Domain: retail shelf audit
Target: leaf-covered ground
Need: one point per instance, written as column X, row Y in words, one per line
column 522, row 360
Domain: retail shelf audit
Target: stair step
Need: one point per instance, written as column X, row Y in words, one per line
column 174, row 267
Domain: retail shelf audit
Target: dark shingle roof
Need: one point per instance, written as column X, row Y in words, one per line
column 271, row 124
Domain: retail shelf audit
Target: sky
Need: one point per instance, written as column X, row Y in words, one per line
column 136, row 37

▶ Exercise directions: Whenever a line of the data includes the word "Target", show that line in full.

▶ Written response:
Target: leaf-covered ground
Target: stair step
Target: dark shingle roof
Target: sky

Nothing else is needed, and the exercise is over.